═════ 引文段落 ═════

为了进一步分析不同入水速度对航行体空泡演变的影响,图13给出了不同入水速度下,$x=2D_{0}$和$x=4D_{0}$水深下入水空泡无量纲半径和扩张速率随时间的变化曲线,空泡无量纲半径$R=r/(d/2)$,在图13中用实线表示,其中$r$为空泡半径,$D_{0}$为射弹直径,$k$为空泡半径无量纲变化速率,图中用点划线表示,$k=v_{\rm r}/v$,其中$v_{r}$代表空泡半径变化速率,$v$代表航行体入水速度.从图中可以看出,随着时间的推移,不同入水速度航行体无量纲空泡半径、半径变化速率基本一致,入水空泡的无量纲半径随无量纲时间先增大后减小,$k$随无量纲时间推移基本呈现衰减趋势.初始时刻半径变化速率随速度的增大而增大;同一时刻,不同速度下空泡无量纲半径和半径的变化速率近似.结合图11可以看出,不同入水速度下,面闭合阶段空泡半径变化速率随时间的推移逐渐趋于平缓,其中在25,m/s入水速度下,在深度为4$D_{0}$,速率曲线在$T =12$后出现明显降低,这是由于入水空泡逐渐发生深闭合($T=13.3$发生深闭合),空泡壁面向轴线收缩速度明显增大,而相同无量纲时刻30,m/s,35,m/s入水速度工况下均处于面闭合阶段,此时,空泡收缩速率随深度的增大而加大;同一深度下,收缩位置空泡直径随着速度的增大而增大,速率也随着速度的增大而加大.

═════

• _待解问题_:
1) 在上面关于入水空泡演变的引文中,空泡半径无量纲变化速率k是如何定义的?
2) 请接着上面关于入水空泡演变的引文往下写,从它的最后一句之后继续。

═════ 数据摘录 ═════

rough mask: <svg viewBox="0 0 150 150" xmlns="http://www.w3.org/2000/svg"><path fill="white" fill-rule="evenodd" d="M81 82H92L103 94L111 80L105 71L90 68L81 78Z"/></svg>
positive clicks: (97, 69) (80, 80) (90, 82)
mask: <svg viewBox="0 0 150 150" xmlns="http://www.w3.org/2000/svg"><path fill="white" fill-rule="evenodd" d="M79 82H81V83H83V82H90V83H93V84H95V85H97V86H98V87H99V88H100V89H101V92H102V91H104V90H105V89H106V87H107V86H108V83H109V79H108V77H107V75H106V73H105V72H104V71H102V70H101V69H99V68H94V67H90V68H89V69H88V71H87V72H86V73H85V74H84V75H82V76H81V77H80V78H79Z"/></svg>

═════

• _练习答案_:
1) k=v_r/v,即空泡半径变化速率与航行体入水速度之比。

2)
图13   航行体垂直入水过程入水空泡无量纲半径和扩张速率随时间变化曲线

Fig. 13   Dimensionless radius and expansion rate of cavity at vertical water-entry process

图14给出了面闭合以及深闭合无量纲时间随${Fr}$变化的发展规律,其中${Fr}=v^{2}/gL$. 从图14(a)中可以看出,入水空泡面封闭的无量纲时间随着弗劳德数增大基本不变,深闭合发生的无量纲时间有较大波动;从图14(b)中可以看出,不同入水速度下,入水空泡夹断深度($d_{\rm p})$与该夹断时间下航行体入水深度($d_{\rm l})$的比值随弗劳德数的变化近似一致,其中,夹断深度表示自由液面到颈缩断裂的距离.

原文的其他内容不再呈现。